** TASK DETAILS **
Go over each line of the entries below, count those with "approximate", and give only the count.

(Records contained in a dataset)
•••
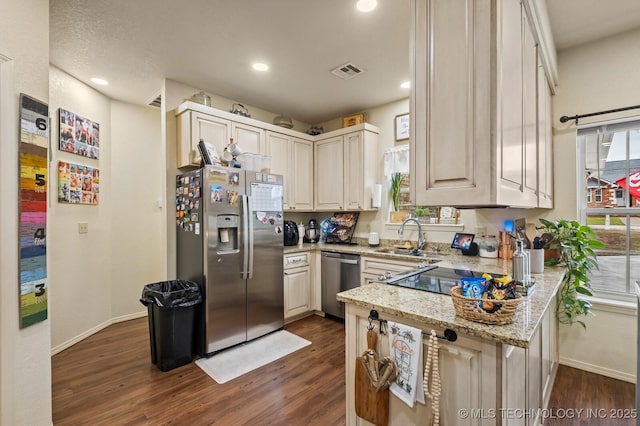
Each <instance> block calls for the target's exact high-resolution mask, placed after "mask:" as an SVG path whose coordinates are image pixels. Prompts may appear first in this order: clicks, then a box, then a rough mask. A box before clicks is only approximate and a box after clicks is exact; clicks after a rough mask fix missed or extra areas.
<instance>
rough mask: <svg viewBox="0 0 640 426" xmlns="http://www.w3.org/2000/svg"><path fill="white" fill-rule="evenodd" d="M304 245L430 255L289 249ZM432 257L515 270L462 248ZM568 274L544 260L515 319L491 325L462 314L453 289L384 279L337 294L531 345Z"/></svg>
mask: <svg viewBox="0 0 640 426" xmlns="http://www.w3.org/2000/svg"><path fill="white" fill-rule="evenodd" d="M303 251H334V252H340V253H352V254H360V255H361V256H374V257H381V258H388V259H396V260H413V261H415V262H416V267H417V266H418V264H419V263H420V262H421V261H425V260H426V259H424V258H420V257H416V256H410V255H397V254H388V253H381V252H379V251H378V249H377V248H372V247H368V246H363V245H345V244H304V245H302V246H291V247H285V254H288V253H296V252H303ZM433 257H435V258H437V259H438V260H439V262H438V263H436V264H437V265H438V266H441V267H447V268H456V269H468V270H472V271H478V272H488V273H495V274H511V260H503V259H488V258H482V257H478V256H463V255H462V254H460V252H459V251H457V250H455V251H448V252H447V251H445V252H444V253H442V254H440V255H434V256H433ZM563 276H564V268H562V267H557V266H556V267H549V266H545V269H544V273H543V274H533V275H532V277H533V278H534V279H535V282H536V284H535V286H534V287H535V288H534V290H533V292H532V293H530V294H529V295H527V296H524V299H523V300H522V302H520V306H519V307H518V310H517V311H516V313H515V316H514V320H513V322H512V323H511V324H507V325H487V324H482V323H478V322H474V321H469V320H465V319H463V318H460V317H457V316H456V313H455V309H454V307H453V302H452V301H451V296H449V295H442V294H435V293H430V292H426V291H420V290H414V289H409V288H403V287H398V286H394V285H388V284H383V283H373V284H368V285H365V286H360V287H358V288H354V289H351V290H347V291H343V292H341V293H338V294H337V299H338V300H339V301H341V302H345V303H351V304H354V305H358V306H361V307H364V308H366V309H376V310H377V311H378V312H379V313H381V314H384V313H387V314H390V315H394V316H397V317H399V318H408V319H412V320H414V321H418V322H421V323H423V324H425V326H439V327H443V328H450V329H452V330H455V331H456V332H458V333H464V334H467V335H470V336H476V337H480V338H483V339H488V340H492V341H495V342H500V343H506V344H509V345H513V346H517V347H521V348H527V347H529V343H530V342H531V339H532V337H533V335H534V333H535V331H536V329H537V327H538V326H539V324H540V321H541V319H542V317H543V315H544V313H545V312H546V311H547V309H548V308H549V304H550V303H551V302H552V301H553V300H554V296H555V295H556V293H557V291H558V288H559V286H560V282H561V280H562V277H563Z"/></svg>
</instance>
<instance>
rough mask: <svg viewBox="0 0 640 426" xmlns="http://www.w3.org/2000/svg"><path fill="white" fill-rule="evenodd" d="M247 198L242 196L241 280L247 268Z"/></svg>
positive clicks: (246, 196) (247, 203)
mask: <svg viewBox="0 0 640 426" xmlns="http://www.w3.org/2000/svg"><path fill="white" fill-rule="evenodd" d="M249 222H250V218H249V196H248V195H244V194H243V195H242V246H243V247H242V253H243V255H244V256H243V261H242V274H241V276H242V279H243V280H246V279H247V276H248V275H249V274H248V271H247V269H248V268H247V266H248V265H249V247H250V246H249V244H250V242H249V234H250V232H249Z"/></svg>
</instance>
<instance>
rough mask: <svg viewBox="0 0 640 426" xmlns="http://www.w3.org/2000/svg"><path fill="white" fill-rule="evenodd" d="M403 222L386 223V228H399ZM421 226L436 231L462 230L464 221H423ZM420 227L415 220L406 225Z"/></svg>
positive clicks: (395, 228) (408, 223)
mask: <svg viewBox="0 0 640 426" xmlns="http://www.w3.org/2000/svg"><path fill="white" fill-rule="evenodd" d="M400 225H402V224H401V223H390V222H387V223H385V228H387V229H390V230H398V229H399V228H400ZM420 227H421V228H422V230H423V231H436V232H460V231H463V230H464V223H457V224H449V223H421V224H420ZM407 228H408V229H411V228H416V229H417V228H418V225H416V224H415V223H414V222H409V223H407V224H406V225H405V229H407Z"/></svg>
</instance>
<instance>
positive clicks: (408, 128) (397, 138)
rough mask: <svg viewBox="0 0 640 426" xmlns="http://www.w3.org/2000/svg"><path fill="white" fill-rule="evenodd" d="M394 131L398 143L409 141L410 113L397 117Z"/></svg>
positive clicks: (397, 115) (396, 117)
mask: <svg viewBox="0 0 640 426" xmlns="http://www.w3.org/2000/svg"><path fill="white" fill-rule="evenodd" d="M394 129H395V134H396V140H397V141H403V140H407V139H409V113H406V114H400V115H396V118H395V121H394Z"/></svg>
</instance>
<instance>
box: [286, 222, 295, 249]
mask: <svg viewBox="0 0 640 426" xmlns="http://www.w3.org/2000/svg"><path fill="white" fill-rule="evenodd" d="M284 245H285V246H295V245H298V225H296V223H295V222H292V221H290V220H285V221H284Z"/></svg>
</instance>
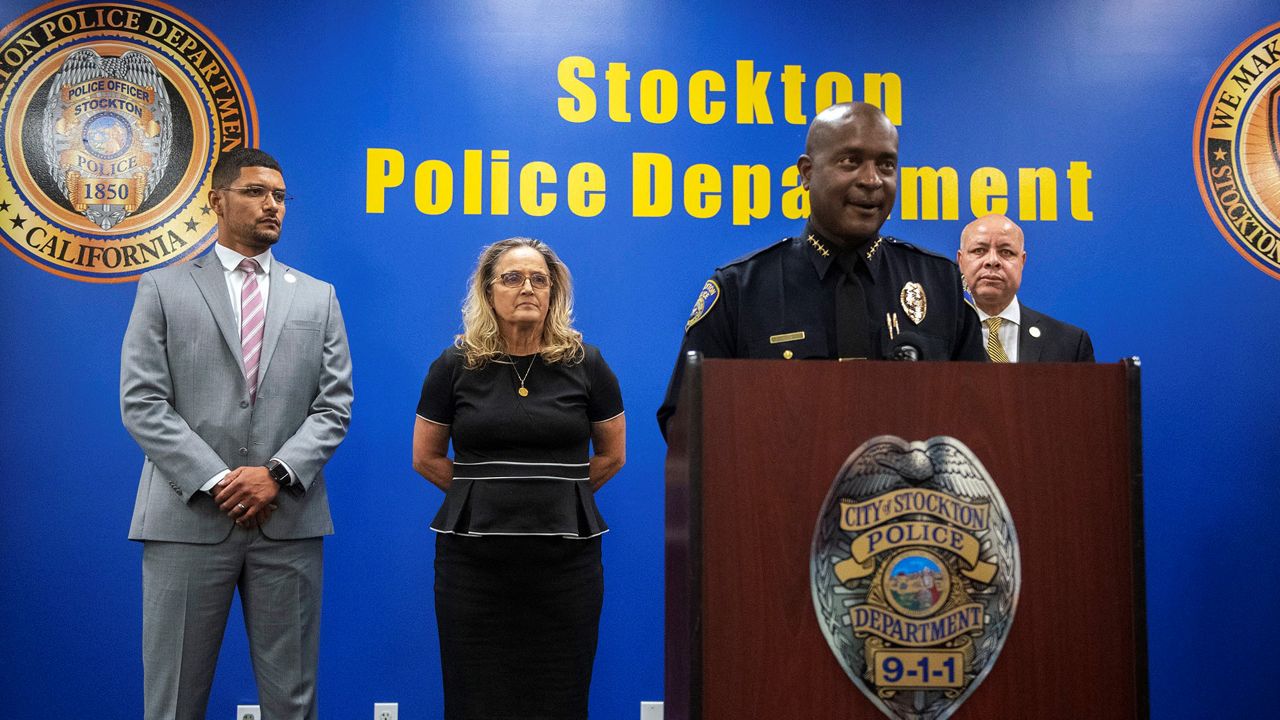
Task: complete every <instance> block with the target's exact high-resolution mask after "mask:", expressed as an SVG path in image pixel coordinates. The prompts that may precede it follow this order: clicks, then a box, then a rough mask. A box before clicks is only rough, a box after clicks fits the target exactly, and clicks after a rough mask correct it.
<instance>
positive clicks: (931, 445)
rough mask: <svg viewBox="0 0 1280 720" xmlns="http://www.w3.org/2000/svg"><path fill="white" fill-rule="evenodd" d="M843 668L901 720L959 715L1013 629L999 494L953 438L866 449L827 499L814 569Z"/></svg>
mask: <svg viewBox="0 0 1280 720" xmlns="http://www.w3.org/2000/svg"><path fill="white" fill-rule="evenodd" d="M809 579H810V589H812V592H813V606H814V611H815V612H817V614H818V625H819V626H820V628H822V632H823V634H824V635H826V638H827V644H828V646H831V651H832V652H833V653H835V656H836V660H837V661H838V662H840V666H841V667H844V670H845V673H846V674H847V675H849V678H850V679H851V680H852V682H854V684H855V685H858V688H859V689H860V691H861V692H863V694H865V696H867V697H868V698H869V700H870V701H872V702H873V703H874V705H876V706H877V707H878V708H879V710H881V711H883V712H884V714H886V715H887V716H890V717H895V719H899V720H908V719H911V720H942V719H946V717H950V716H951V715H952V714H954V712H955V711H956V710H957V708H959V707H960V705H961V703H963V702H964V701H965V700H968V698H969V696H970V694H973V692H974V691H975V689H977V688H978V684H980V683H982V680H983V679H984V678H986V676H987V674H988V673H989V671H991V669H992V666H995V664H996V659H997V657H998V656H1000V650H1001V648H1002V647H1004V646H1005V638H1007V637H1009V630H1010V628H1011V626H1012V623H1014V611H1015V609H1016V607H1018V592H1019V587H1020V584H1021V566H1020V560H1019V553H1018V534H1016V533H1015V532H1014V521H1012V518H1011V516H1010V514H1009V507H1007V506H1006V505H1005V500H1004V497H1001V495H1000V489H998V488H997V487H996V483H995V482H993V480H992V479H991V475H989V474H988V473H987V470H986V468H983V465H982V462H980V461H978V459H977V457H975V456H974V454H973V452H972V451H970V450H969V448H968V447H965V445H964V443H961V442H960V441H957V439H955V438H951V437H934V438H931V439H928V441H924V442H908V441H904V439H901V438H897V437H892V436H879V437H876V438H872V439H869V441H867V442H865V443H864V445H863V446H861V447H859V448H858V450H855V451H854V452H852V455H850V456H849V459H847V460H846V461H845V465H844V468H841V469H840V473H838V474H837V475H836V480H835V483H833V484H832V488H831V492H828V493H827V500H826V502H823V506H822V512H820V514H819V516H818V523H817V528H815V529H814V536H813V550H812V553H810V562H809Z"/></svg>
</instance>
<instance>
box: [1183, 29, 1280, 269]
mask: <svg viewBox="0 0 1280 720" xmlns="http://www.w3.org/2000/svg"><path fill="white" fill-rule="evenodd" d="M1194 152H1196V182H1197V183H1198V184H1199V190H1201V197H1203V200H1204V208H1206V209H1207V210H1208V213H1210V217H1211V218H1212V219H1213V224H1216V225H1217V229H1219V231H1220V232H1221V233H1222V236H1224V237H1225V238H1226V240H1228V242H1230V243H1231V246H1233V247H1235V250H1236V251H1238V252H1239V254H1240V255H1243V256H1244V258H1245V259H1247V260H1248V261H1249V263H1252V264H1253V265H1254V266H1257V268H1258V269H1260V270H1262V272H1265V273H1267V274H1268V275H1271V277H1274V278H1276V279H1280V23H1276V24H1272V26H1270V27H1266V28H1262V29H1261V31H1258V32H1256V33H1254V35H1253V36H1252V37H1249V38H1248V40H1245V41H1244V42H1242V44H1240V45H1239V47H1236V49H1235V50H1233V51H1231V54H1230V55H1229V56H1228V58H1226V60H1225V61H1224V63H1222V64H1221V65H1220V67H1219V68H1217V72H1216V73H1215V74H1213V79H1212V81H1210V83H1208V87H1207V88H1206V90H1204V97H1203V99H1201V104H1199V111H1198V113H1197V114H1196V147H1194Z"/></svg>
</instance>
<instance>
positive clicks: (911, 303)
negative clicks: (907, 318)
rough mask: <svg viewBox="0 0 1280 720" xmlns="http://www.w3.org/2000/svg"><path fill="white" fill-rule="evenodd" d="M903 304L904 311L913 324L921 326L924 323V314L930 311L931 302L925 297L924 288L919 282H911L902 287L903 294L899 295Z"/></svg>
mask: <svg viewBox="0 0 1280 720" xmlns="http://www.w3.org/2000/svg"><path fill="white" fill-rule="evenodd" d="M897 299H899V301H900V302H901V304H902V310H904V311H906V316H908V318H910V319H911V322H913V323H915V324H916V325H919V324H920V323H923V322H924V314H925V313H928V310H929V301H928V299H927V297H924V286H922V284H920V283H918V282H909V283H906V284H904V286H902V292H900V293H899V295H897Z"/></svg>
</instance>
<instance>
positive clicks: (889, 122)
mask: <svg viewBox="0 0 1280 720" xmlns="http://www.w3.org/2000/svg"><path fill="white" fill-rule="evenodd" d="M849 123H859V124H861V126H868V127H869V126H876V124H878V126H881V127H882V128H884V129H886V131H887V132H890V133H892V135H893V142H895V149H896V143H897V128H895V127H893V123H891V122H890V119H888V115H886V114H884V111H883V110H881V109H879V108H877V106H876V105H869V104H867V102H840V104H836V105H832V106H831V108H827V109H826V110H823V111H820V113H818V115H817V117H814V119H813V122H812V123H809V132H808V133H806V135H805V138H804V151H805V155H813V154H814V151H815V150H820V149H822V147H826V146H827V145H828V143H829V142H831V137H832V135H835V133H836V132H837V131H838V129H840V128H842V127H844V126H846V124H849Z"/></svg>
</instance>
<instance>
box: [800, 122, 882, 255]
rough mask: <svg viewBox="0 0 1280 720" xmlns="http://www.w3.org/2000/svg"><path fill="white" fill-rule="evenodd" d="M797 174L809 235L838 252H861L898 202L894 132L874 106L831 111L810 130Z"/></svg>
mask: <svg viewBox="0 0 1280 720" xmlns="http://www.w3.org/2000/svg"><path fill="white" fill-rule="evenodd" d="M796 168H799V170H800V178H801V182H803V184H804V187H805V190H808V191H809V223H810V225H812V227H813V229H814V231H817V232H818V233H819V234H822V236H823V237H824V238H826V240H827V241H829V242H832V243H835V245H836V246H837V247H860V246H863V245H865V243H868V242H870V241H873V240H876V237H877V234H878V233H879V229H881V225H883V224H884V219H886V218H888V214H890V211H891V210H892V209H893V201H895V200H896V199H897V129H896V128H895V127H893V123H891V122H888V118H887V117H884V113H882V111H881V109H879V108H876V106H874V105H868V104H865V102H845V104H841V105H832V106H831V108H827V109H826V110H823V111H822V113H819V114H818V117H817V118H814V119H813V123H812V124H810V126H809V135H808V136H806V137H805V152H804V155H801V156H800V159H799V160H796Z"/></svg>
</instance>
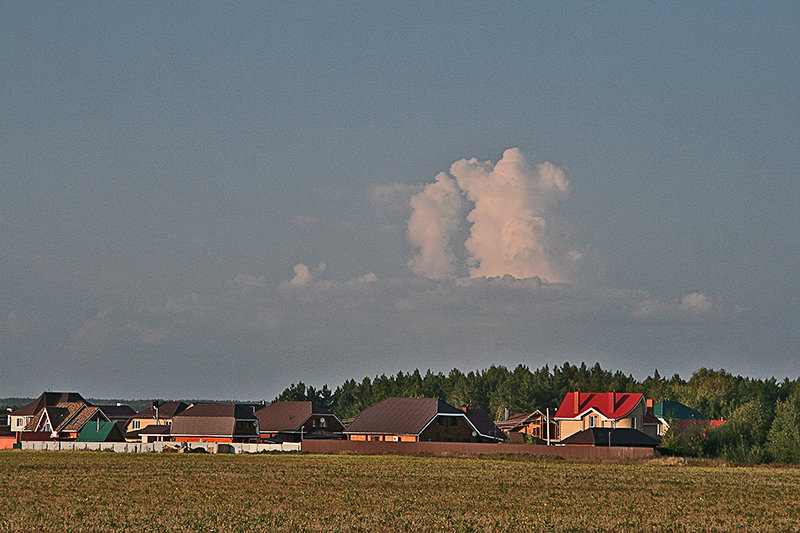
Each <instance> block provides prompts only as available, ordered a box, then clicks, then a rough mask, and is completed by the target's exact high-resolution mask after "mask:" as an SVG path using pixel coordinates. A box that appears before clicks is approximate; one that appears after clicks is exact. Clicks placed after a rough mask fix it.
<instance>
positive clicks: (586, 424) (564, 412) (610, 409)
mask: <svg viewBox="0 0 800 533" xmlns="http://www.w3.org/2000/svg"><path fill="white" fill-rule="evenodd" d="M646 413H647V406H646V403H645V398H644V395H643V394H641V393H638V392H615V391H611V392H581V391H580V389H579V390H576V391H574V392H568V393H567V394H566V396H565V397H564V400H563V401H562V402H561V405H560V406H559V408H558V410H557V411H556V414H555V416H554V417H553V419H554V420H555V421H556V422H558V427H559V435H560V437H561V441H562V442H563V441H564V439H566V438H568V437H569V436H570V435H572V434H574V433H578V432H579V431H583V430H585V429H590V428H611V429H616V428H630V429H636V430H638V431H644V427H645V426H644V422H645V415H646ZM652 429H653V430H655V426H654V427H653V428H652Z"/></svg>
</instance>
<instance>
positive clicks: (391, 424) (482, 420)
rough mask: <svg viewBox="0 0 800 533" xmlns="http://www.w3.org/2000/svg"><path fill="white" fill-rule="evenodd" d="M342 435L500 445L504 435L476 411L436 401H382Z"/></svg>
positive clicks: (369, 438)
mask: <svg viewBox="0 0 800 533" xmlns="http://www.w3.org/2000/svg"><path fill="white" fill-rule="evenodd" d="M344 434H345V435H346V436H347V439H348V440H354V441H393V442H424V441H433V442H502V441H504V440H505V439H506V436H505V434H504V433H503V432H502V431H501V430H500V429H499V428H498V427H497V426H496V425H495V424H494V422H492V420H491V419H490V418H489V417H488V416H487V415H486V413H484V412H483V411H481V410H479V409H470V408H468V407H463V408H462V409H458V408H456V407H453V406H452V405H449V404H447V403H445V402H443V401H442V400H440V399H438V398H386V399H385V400H383V401H381V402H378V403H376V404H375V405H373V406H372V407H369V408H367V409H365V410H364V411H362V412H361V414H359V415H358V416H357V417H356V418H355V420H353V422H352V423H351V424H350V425H349V426H347V429H345V431H344Z"/></svg>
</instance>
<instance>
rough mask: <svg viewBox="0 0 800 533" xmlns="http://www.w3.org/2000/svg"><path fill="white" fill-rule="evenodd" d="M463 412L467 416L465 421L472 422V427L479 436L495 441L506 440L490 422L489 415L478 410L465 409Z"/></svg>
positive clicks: (499, 429) (490, 419)
mask: <svg viewBox="0 0 800 533" xmlns="http://www.w3.org/2000/svg"><path fill="white" fill-rule="evenodd" d="M463 412H464V413H465V414H466V415H467V419H468V420H469V421H470V422H472V425H473V426H474V427H475V429H476V430H477V431H478V433H479V434H480V435H482V436H484V437H491V438H493V439H495V440H506V438H507V437H506V434H505V433H503V431H502V430H501V429H500V428H498V427H497V425H496V424H495V423H494V422H492V419H491V418H489V415H487V414H486V413H484V412H483V411H481V410H480V409H471V408H465V409H464V410H463Z"/></svg>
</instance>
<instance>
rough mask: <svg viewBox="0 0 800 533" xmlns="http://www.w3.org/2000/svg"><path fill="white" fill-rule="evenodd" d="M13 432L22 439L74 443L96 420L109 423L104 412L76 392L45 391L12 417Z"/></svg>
mask: <svg viewBox="0 0 800 533" xmlns="http://www.w3.org/2000/svg"><path fill="white" fill-rule="evenodd" d="M9 418H10V419H11V431H12V432H18V433H20V434H25V436H23V435H20V438H21V439H24V440H27V439H29V438H37V439H60V440H74V439H75V438H77V436H78V434H79V433H80V431H81V429H83V426H84V425H85V424H86V423H88V422H93V421H97V420H101V421H105V422H110V420H109V419H108V417H107V416H106V415H105V414H104V413H103V411H102V410H101V409H100V408H99V407H97V406H95V405H93V404H91V403H89V402H87V401H86V400H85V399H84V398H83V396H81V395H80V394H78V393H77V392H43V393H42V394H41V395H40V396H39V397H38V398H37V399H36V400H34V401H32V402H31V403H29V404H27V405H23V406H22V407H20V408H19V409H16V410H14V411H12V412H11V413H10V414H9Z"/></svg>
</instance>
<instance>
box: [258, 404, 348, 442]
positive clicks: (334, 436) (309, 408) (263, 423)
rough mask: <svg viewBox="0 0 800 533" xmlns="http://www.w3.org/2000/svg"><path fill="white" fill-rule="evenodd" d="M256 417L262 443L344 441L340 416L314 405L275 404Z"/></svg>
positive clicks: (343, 428)
mask: <svg viewBox="0 0 800 533" xmlns="http://www.w3.org/2000/svg"><path fill="white" fill-rule="evenodd" d="M255 415H256V417H257V418H258V428H259V433H260V435H261V439H262V440H266V439H269V440H281V441H294V442H296V441H301V440H303V439H314V438H341V437H342V431H344V424H342V422H341V420H339V419H338V418H337V417H336V415H334V414H333V413H332V412H330V410H328V409H326V408H324V407H320V406H319V405H316V404H314V403H312V402H300V401H297V402H272V403H271V404H269V405H267V406H264V407H262V408H260V409H257V410H256V412H255Z"/></svg>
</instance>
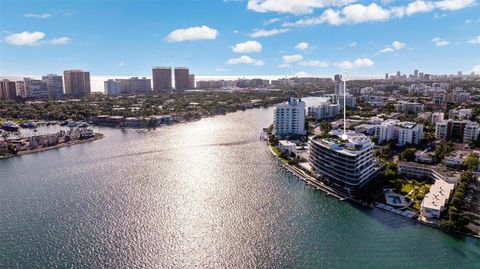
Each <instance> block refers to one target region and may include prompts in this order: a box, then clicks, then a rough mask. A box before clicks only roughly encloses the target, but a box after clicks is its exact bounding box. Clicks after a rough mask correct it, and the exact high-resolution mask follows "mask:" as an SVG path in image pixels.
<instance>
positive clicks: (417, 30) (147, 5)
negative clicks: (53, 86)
mask: <svg viewBox="0 0 480 269" xmlns="http://www.w3.org/2000/svg"><path fill="white" fill-rule="evenodd" d="M7 3H8V4H7ZM279 3H281V1H273V0H267V1H215V2H213V1H212V2H211V3H210V6H209V7H205V6H202V5H201V3H198V2H189V1H184V2H180V3H178V2H173V1H166V2H162V3H161V4H158V3H154V2H143V5H141V6H138V7H137V6H135V3H133V2H128V1H125V2H121V3H117V2H116V3H114V5H112V2H109V1H105V2H101V3H94V4H92V5H89V6H86V5H82V4H80V3H76V2H68V3H67V2H55V5H53V3H51V2H43V3H37V2H35V3H34V2H30V1H22V2H19V3H18V2H9V1H6V2H2V9H3V10H4V11H5V12H4V13H3V16H2V19H1V22H2V23H1V25H2V26H1V40H2V42H1V43H0V48H1V51H2V53H0V60H1V61H0V62H1V63H2V64H1V65H0V75H2V76H8V75H23V74H34V75H42V74H44V73H61V71H62V70H66V69H71V68H75V69H77V68H78V69H84V70H89V71H90V72H91V73H92V74H98V75H99V76H105V77H116V76H140V77H142V76H145V75H147V74H149V73H150V72H149V70H150V68H151V67H152V66H155V65H158V64H161V65H167V66H189V67H190V70H193V73H195V74H196V75H197V77H198V78H200V77H202V76H232V77H235V76H237V77H241V76H249V75H256V76H278V77H280V76H295V75H300V76H306V75H313V76H322V75H324V74H333V73H338V72H339V71H340V70H350V71H352V72H353V73H355V74H358V75H359V76H370V77H371V76H375V77H377V76H382V75H383V74H384V73H386V72H388V73H394V72H396V71H397V70H409V71H408V72H407V73H409V72H411V71H410V70H413V69H420V70H424V71H425V72H426V73H439V74H444V73H456V72H457V71H463V72H464V73H470V72H472V71H476V72H479V71H480V70H478V69H480V59H478V58H476V57H472V55H478V53H480V45H479V43H480V36H479V34H480V33H479V32H478V30H477V29H478V26H479V25H480V20H479V19H478V16H477V15H476V14H477V13H478V11H479V8H478V3H476V1H474V0H443V1H414V2H411V3H410V4H405V3H401V2H398V1H388V3H387V1H383V3H374V2H371V1H362V2H355V1H347V2H345V1H333V2H332V1H331V4H327V3H324V1H312V2H311V3H299V4H296V5H292V4H286V5H283V6H281V5H279ZM328 3H330V2H328ZM347 3H348V4H347ZM134 7H135V8H137V9H139V14H140V13H141V14H142V16H141V18H140V17H136V16H138V15H136V16H135V17H133V18H134V19H132V20H123V18H125V17H126V16H129V15H130V13H129V11H130V10H131V9H132V8H134ZM186 8H188V9H189V10H195V12H191V11H189V12H190V13H189V16H188V18H185V19H183V20H181V21H180V22H179V20H176V18H177V17H178V16H179V15H180V14H181V11H182V10H185V9H186ZM111 9H114V10H115V11H116V12H114V13H110V12H108V10H111ZM158 10H162V11H167V12H164V14H163V15H162V18H159V17H158V16H157V14H156V12H157V11H158ZM90 14H91V16H90ZM99 14H102V15H101V16H98V17H99V18H101V21H99V19H96V17H97V16H96V15H99ZM86 15H89V17H90V18H91V19H90V20H88V21H85V20H83V18H84V16H86ZM232 15H235V16H233V19H232ZM236 16H238V17H236ZM235 18H242V20H239V19H235ZM220 21H221V22H222V23H219V22H220ZM411 27H415V32H412V31H408V29H411ZM69 29H70V30H69ZM127 37H128V38H127ZM139 38H140V39H139ZM139 40H142V42H138V41H139ZM460 50H461V51H462V53H458V52H459V51H460ZM199 52H201V53H199ZM445 57H448V59H449V64H448V65H445V64H443V62H444V59H445ZM32 59H34V60H35V61H32ZM46 70H48V71H46ZM92 77H93V76H92Z"/></svg>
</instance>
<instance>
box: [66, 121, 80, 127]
mask: <svg viewBox="0 0 480 269" xmlns="http://www.w3.org/2000/svg"><path fill="white" fill-rule="evenodd" d="M67 126H68V127H70V128H73V127H77V126H78V122H76V121H69V122H68V124H67Z"/></svg>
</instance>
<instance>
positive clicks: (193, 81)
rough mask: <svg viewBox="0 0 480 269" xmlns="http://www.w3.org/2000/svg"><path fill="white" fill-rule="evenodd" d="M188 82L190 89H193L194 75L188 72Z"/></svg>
mask: <svg viewBox="0 0 480 269" xmlns="http://www.w3.org/2000/svg"><path fill="white" fill-rule="evenodd" d="M188 83H189V84H190V89H195V75H194V74H190V76H189V81H188Z"/></svg>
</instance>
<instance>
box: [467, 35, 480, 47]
mask: <svg viewBox="0 0 480 269" xmlns="http://www.w3.org/2000/svg"><path fill="white" fill-rule="evenodd" d="M468 43H470V44H477V45H478V44H480V35H477V36H474V37H473V38H472V39H470V40H468Z"/></svg>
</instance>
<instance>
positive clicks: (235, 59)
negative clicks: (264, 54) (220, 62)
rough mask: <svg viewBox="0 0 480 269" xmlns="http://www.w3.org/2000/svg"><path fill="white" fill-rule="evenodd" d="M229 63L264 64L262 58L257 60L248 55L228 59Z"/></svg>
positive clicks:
•••
** TASK RESULT **
2